EXTRACTED INFORMATION:
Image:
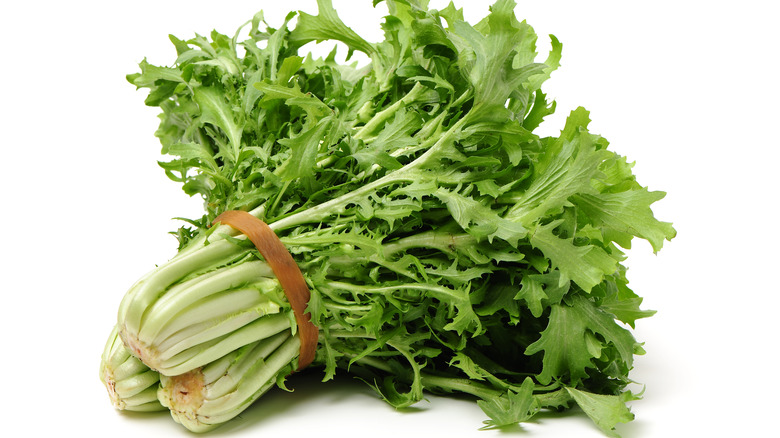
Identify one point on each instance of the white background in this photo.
(687, 89)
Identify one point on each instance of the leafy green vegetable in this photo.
(448, 248)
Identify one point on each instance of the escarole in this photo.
(445, 246)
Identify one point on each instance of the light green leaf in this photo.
(605, 410)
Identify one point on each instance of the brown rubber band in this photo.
(287, 272)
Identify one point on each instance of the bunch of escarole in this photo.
(400, 222)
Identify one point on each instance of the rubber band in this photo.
(287, 272)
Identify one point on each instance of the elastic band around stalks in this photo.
(287, 272)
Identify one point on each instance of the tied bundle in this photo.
(443, 244)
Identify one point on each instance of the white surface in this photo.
(689, 90)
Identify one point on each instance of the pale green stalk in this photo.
(205, 397)
(131, 385)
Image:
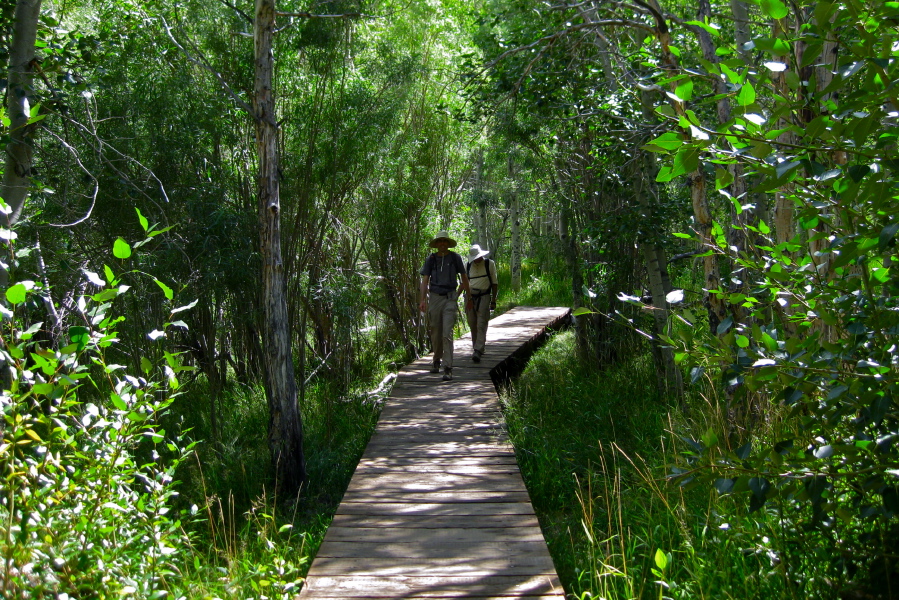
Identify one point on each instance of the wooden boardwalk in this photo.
(437, 507)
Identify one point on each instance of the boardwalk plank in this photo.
(399, 586)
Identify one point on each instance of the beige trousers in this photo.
(477, 317)
(442, 312)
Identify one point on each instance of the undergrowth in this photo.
(595, 447)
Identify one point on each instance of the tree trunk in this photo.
(670, 381)
(515, 262)
(515, 206)
(480, 204)
(285, 431)
(19, 150)
(702, 215)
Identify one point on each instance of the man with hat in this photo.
(438, 295)
(481, 297)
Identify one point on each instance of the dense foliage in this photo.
(713, 188)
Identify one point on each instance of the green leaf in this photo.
(143, 220)
(710, 438)
(774, 8)
(16, 294)
(723, 178)
(746, 95)
(684, 89)
(121, 249)
(710, 29)
(79, 336)
(165, 289)
(686, 160)
(118, 402)
(773, 46)
(667, 142)
(661, 559)
(887, 234)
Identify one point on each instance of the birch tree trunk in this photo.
(715, 307)
(480, 204)
(515, 208)
(670, 382)
(515, 259)
(19, 150)
(285, 432)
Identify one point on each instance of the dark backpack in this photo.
(487, 268)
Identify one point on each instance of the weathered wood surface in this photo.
(436, 507)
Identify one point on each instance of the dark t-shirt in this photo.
(443, 271)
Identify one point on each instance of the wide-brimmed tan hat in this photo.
(442, 235)
(476, 252)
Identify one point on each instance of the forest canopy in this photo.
(215, 213)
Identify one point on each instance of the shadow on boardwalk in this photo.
(437, 507)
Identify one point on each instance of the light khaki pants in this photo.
(442, 312)
(477, 317)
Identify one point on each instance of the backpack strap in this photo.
(489, 278)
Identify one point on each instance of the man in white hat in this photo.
(438, 295)
(483, 286)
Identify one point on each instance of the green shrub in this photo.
(88, 474)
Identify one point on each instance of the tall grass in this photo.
(594, 449)
(248, 544)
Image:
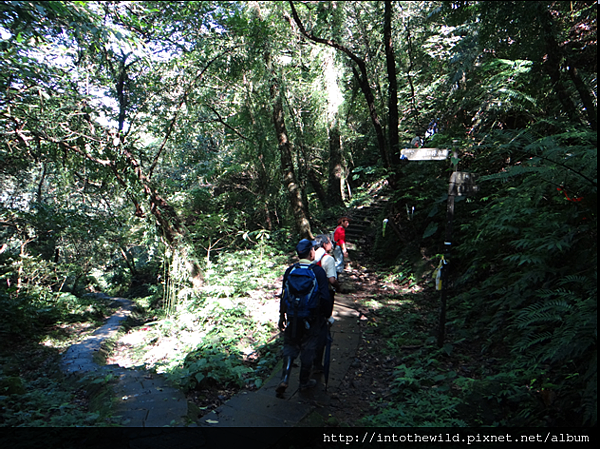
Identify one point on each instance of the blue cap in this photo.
(304, 246)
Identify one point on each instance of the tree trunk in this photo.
(393, 89)
(335, 186)
(287, 165)
(315, 182)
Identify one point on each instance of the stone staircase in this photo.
(365, 223)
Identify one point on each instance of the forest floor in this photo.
(367, 381)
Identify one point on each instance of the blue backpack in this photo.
(300, 292)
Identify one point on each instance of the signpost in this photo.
(424, 154)
(461, 184)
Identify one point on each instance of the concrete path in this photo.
(142, 398)
(263, 409)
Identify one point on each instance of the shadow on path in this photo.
(142, 398)
(262, 408)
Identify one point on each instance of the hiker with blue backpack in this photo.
(324, 259)
(304, 308)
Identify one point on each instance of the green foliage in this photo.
(34, 393)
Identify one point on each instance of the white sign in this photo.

EXERCISE DESCRIPTION: Set down all of the material word for word, minus its pictures.

TASK RESPONSE:
Image:
Identify one point on each instance of the white background in this photo.
(687, 89)
Identify one point on each instance of the leafy green vegetable in this photo.
(448, 248)
Identify one point on each instance of the escarole in this photo.
(445, 246)
Identify one point on each instance of the light green leaf in this photo.
(605, 410)
Identify one point on each instance of the brown rubber band in this photo.
(287, 272)
Identify one point on each instance of the bunch of escarole in this photo.
(400, 222)
Identify one point on each instance of the rubber band in this photo.
(287, 272)
Identify one point on each instance of the elastic band around stalks in this photo.
(287, 272)
Identify one point on each instance of the tied bundle in this photo.
(443, 244)
Identify one point on each instance of the white surface in this photo.
(689, 90)
Identify one point on each instance of the pale green stalk in this photo.
(205, 397)
(131, 385)
Image:
Identify one point on each instance of the wooden boardwalk in this photo.
(437, 507)
Identify one point on each instance of the boardwalk plank in this photo.
(399, 586)
Identify one point on each instance of the beige trousers in this photo.
(477, 317)
(442, 312)
Identify one point on each instance of the undergrowth in this photo.
(595, 447)
Identify one point on each instance of the tree trunk in this photo.
(670, 381)
(515, 262)
(515, 206)
(480, 204)
(285, 431)
(19, 150)
(702, 215)
Identify one point on each instance of the man with hat in this photo.
(438, 295)
(481, 297)
Identify one point on each instance of the dense foliage in this photo.
(713, 188)
Identify one point on each instance of the green leaf in this photo.
(143, 220)
(710, 438)
(774, 8)
(16, 294)
(723, 178)
(746, 95)
(684, 89)
(121, 249)
(710, 29)
(79, 336)
(165, 289)
(686, 160)
(118, 402)
(773, 46)
(667, 142)
(661, 559)
(887, 234)
Identify one point on each instance of the birch tree trunk in this photo.
(715, 307)
(480, 204)
(515, 208)
(670, 382)
(515, 259)
(19, 150)
(285, 432)
Identify one point on each instance of the dark backpack in this photo.
(487, 268)
Identify one point on each instance of the weathered wood surface in this photo.
(436, 507)
Identify one point on each instance of the dark t-shirt in this photo.
(443, 271)
Identify one point on each instance of the wide-brimmed tan hat in this photo.
(442, 235)
(476, 252)
Identify one point on each instance of the forest canopy in this photo.
(215, 213)
Identify one point on each instance of the shadow on boardwalk in this photo.
(437, 507)
Identify one point on each instance of the light khaki pants in this photo.
(442, 312)
(477, 317)
Identify one point on each instance of the backpack strap in this photo.
(489, 278)
Identify one point on each instance of the man in white hat in this photo.
(438, 295)
(483, 286)
Identify one point on each instance of the green shrub in this photo.
(88, 474)
Identify one point on each instance of the tall grass in this photo.
(594, 449)
(248, 544)
Image:
Identify one point on each instance of the blue cap in this photo.
(304, 246)
Identify one point on each instance of the tree trunk in this photo.
(393, 89)
(335, 186)
(287, 165)
(315, 182)
Identify one point on each instance of the stone staircase in this photo.
(365, 223)
Identify one point on each instance of the forest floor in this photo.
(367, 381)
Identify one point on each instance of the blue backpack in this photo.
(300, 292)
Identify one point on each instance of the signpost in this photo.
(424, 154)
(461, 184)
Identify one point on each instance of the concrete path in this photo.
(142, 398)
(263, 409)
Identify one point on each instance of the shadow on path in this photo.
(142, 398)
(262, 408)
Identify one point on each instance of the hiker with blue backpack in this photo.
(324, 259)
(304, 308)
Identify one point on each instance of the green foliage in this photo.
(34, 393)
Identify one point on each instance of the white sign in this photo.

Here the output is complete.